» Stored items
══════
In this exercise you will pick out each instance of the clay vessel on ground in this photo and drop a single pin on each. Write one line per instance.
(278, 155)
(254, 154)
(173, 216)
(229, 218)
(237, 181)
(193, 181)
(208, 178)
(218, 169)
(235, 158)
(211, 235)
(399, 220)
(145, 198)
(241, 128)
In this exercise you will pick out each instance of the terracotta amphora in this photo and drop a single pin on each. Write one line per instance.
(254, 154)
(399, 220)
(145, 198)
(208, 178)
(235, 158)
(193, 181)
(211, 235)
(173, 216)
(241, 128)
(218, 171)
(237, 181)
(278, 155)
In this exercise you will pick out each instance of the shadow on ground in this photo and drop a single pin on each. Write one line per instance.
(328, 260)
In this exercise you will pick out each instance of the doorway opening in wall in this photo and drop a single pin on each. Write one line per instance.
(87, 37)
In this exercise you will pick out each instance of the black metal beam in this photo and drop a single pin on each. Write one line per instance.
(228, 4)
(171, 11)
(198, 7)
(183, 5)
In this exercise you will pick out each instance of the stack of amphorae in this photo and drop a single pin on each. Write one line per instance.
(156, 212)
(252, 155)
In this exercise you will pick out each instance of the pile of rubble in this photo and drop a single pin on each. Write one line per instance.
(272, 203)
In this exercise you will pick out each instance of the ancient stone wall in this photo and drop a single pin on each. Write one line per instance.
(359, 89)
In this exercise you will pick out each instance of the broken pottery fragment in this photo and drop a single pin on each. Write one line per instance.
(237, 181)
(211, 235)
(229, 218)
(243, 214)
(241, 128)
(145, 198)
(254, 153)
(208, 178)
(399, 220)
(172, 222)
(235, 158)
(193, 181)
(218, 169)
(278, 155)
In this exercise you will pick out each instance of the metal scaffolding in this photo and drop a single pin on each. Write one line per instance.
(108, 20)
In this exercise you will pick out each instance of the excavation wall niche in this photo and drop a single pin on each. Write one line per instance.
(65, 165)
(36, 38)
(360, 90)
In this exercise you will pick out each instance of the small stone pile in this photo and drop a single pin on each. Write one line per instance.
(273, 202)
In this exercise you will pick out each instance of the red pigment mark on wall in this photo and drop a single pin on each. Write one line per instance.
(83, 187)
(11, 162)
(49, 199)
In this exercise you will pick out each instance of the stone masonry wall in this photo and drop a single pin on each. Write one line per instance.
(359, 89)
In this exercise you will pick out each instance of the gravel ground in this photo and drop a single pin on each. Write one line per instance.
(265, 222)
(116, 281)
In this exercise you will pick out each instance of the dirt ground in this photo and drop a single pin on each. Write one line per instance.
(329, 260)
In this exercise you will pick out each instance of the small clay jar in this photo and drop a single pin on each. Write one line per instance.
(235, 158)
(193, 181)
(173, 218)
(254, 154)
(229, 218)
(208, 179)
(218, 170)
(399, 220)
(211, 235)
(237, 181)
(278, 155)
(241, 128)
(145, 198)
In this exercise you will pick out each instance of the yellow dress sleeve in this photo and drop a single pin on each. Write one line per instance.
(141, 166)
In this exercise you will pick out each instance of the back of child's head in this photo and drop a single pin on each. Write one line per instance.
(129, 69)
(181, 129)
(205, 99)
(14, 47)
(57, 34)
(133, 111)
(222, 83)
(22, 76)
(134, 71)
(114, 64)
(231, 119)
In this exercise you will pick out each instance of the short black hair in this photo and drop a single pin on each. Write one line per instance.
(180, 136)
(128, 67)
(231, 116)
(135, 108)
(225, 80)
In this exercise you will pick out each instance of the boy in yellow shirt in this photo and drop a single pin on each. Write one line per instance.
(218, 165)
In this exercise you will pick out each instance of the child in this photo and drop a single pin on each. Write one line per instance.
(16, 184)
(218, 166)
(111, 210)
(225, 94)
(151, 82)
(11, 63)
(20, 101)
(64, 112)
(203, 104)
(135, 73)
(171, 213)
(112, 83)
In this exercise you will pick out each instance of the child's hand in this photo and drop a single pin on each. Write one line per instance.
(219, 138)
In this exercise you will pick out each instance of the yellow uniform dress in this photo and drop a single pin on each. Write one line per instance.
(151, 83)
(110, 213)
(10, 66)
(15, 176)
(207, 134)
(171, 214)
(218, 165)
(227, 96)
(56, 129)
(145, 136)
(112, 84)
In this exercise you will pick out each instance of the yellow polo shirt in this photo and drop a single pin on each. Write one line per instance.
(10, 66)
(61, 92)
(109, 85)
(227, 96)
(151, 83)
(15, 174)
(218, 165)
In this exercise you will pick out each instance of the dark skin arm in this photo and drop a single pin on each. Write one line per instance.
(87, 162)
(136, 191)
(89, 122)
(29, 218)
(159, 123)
══════
» Exercise requirements
Each record above should be given again exactly as it appears.

» Task solution
In this exercise you will pick out each instance of the clay vessel on ground in this photo and drop a single pin on each. Write one line per instance.
(278, 155)
(254, 154)
(173, 216)
(229, 218)
(237, 181)
(193, 181)
(208, 178)
(218, 169)
(235, 158)
(211, 235)
(399, 220)
(145, 198)
(241, 128)
In this exercise you will pick out each instance of the terracotta amphora in this photo and drop a single pin on each. Write one line per instance.
(254, 154)
(399, 220)
(145, 198)
(208, 178)
(235, 158)
(193, 181)
(211, 235)
(173, 216)
(241, 128)
(218, 171)
(237, 181)
(278, 155)
In this exercise you will pick out each instance of the shadow on ground in this photo and drop a single pin on each. Write one line per instance.
(328, 260)
In this exercise you will pick out each instance of the doorway opening in wall in this photo and drop a single pin on each. Write one line per instance.
(87, 37)
In this exercise you will pick out each instance of the black metal beam in this photo and drop a single pin on each. Write one line per instance.
(228, 4)
(171, 11)
(198, 7)
(183, 5)
In this exercise you will pick out each instance of the stack of amphorae in this photo and drop a single pin on each. Write one line per instance.
(156, 212)
(252, 155)
In this exercise you will pick out each instance of the pile of rubble in this photo and drop a single pin on each. Write one line per instance.
(272, 203)
In this exercise you will pick out each instance of the ancient stone wall in this photo and drop a single pin on each. Write one line per instance.
(359, 89)
In this exercise you will pick out each instance of the broken pottery fragment in this photo and drop a single pin on each. Write one line per instance.
(237, 181)
(211, 235)
(229, 218)
(243, 214)
(241, 128)
(145, 198)
(254, 153)
(208, 178)
(399, 220)
(172, 222)
(235, 158)
(193, 181)
(218, 169)
(278, 155)
In this exercise you will pick out each instance of the metal scaffolding in this photo and drop a single pin on each. Write one line per instance.
(108, 20)
In this exercise you will pick out each instance of the excavation wall niche in this photo and drop a single pin on each. Write one line per instance.
(65, 165)
(36, 38)
(360, 90)
In this exercise you will pick out each instance of the small stone pile in this photo and drop a single pin on each. Write one line per instance.
(273, 202)
In this exercise you will pick out each instance of the red pigment mark on wall in this photo and drop a single pin on each. Write one line per instance.
(83, 187)
(11, 162)
(49, 199)
In this exercise you will pick out each instance of the stone masonry wall in this photo and drop a single pin on each. Write one line per instance.
(359, 89)
In this exercise you will pick out each instance of the gravel ground in this photo and drop a single pin on each. Write one line per instance.
(265, 222)
(116, 281)
In this exercise you will pick out each instance of the dirt ground in this photo and drop a single pin on each. Write one line per instance.
(329, 260)
In this exercise you will pick out each instance of the small clay jar in this photo and drop a single pin on each. Write one line per instance.
(235, 158)
(193, 181)
(173, 218)
(254, 154)
(229, 218)
(208, 179)
(218, 170)
(399, 220)
(211, 235)
(237, 181)
(278, 155)
(241, 128)
(145, 198)
In this exercise you will pick out each instance of the yellow dress sleeve in this photo and drop a single pin on each. Write one line per instance.
(141, 166)
In this exercise you will pick out each instance of the back of child's head in this photo and drop a single pin on each. Write one line per instance.
(129, 69)
(181, 129)
(205, 99)
(14, 47)
(57, 34)
(133, 111)
(222, 83)
(22, 76)
(134, 71)
(114, 64)
(231, 119)
In this exercise you will pick out each instance of the short black hair in this photo and drop a single pin on each. Write one line per instance.
(180, 136)
(128, 67)
(231, 116)
(135, 108)
(225, 80)
In this exercise you will pick out each instance of the boy in yellow shirt in this photo and drop a single pin on each. Write one line per instance.
(218, 165)
In this exercise you will pick out each instance of the child in this photo and drop a single pin on each. Write one line per instance.
(16, 184)
(218, 166)
(111, 210)
(225, 94)
(151, 82)
(11, 63)
(20, 101)
(64, 112)
(203, 104)
(135, 73)
(171, 213)
(112, 83)
In this exercise you will pick out each instance of the child's hand in this photo and drop a single pin on each. Write one line per instance.
(219, 138)
In this exercise you will pick out each instance of the yellow uniform dress in this photo and drop a single pin on each. Write one line per instance.
(151, 83)
(110, 213)
(10, 66)
(15, 176)
(207, 134)
(171, 214)
(218, 165)
(227, 96)
(56, 129)
(145, 136)
(112, 84)
In this exercise you will pick out each instance of the yellow polo shirt in this photo and drop a single pin on each. Write one line per instance.
(10, 66)
(61, 92)
(109, 85)
(227, 96)
(151, 83)
(15, 174)
(218, 165)
In this exercise you will pick out each instance of the dark skin arm in this photo and drop a single pin on each. Write one line per instance.
(87, 162)
(136, 191)
(89, 122)
(29, 218)
(159, 123)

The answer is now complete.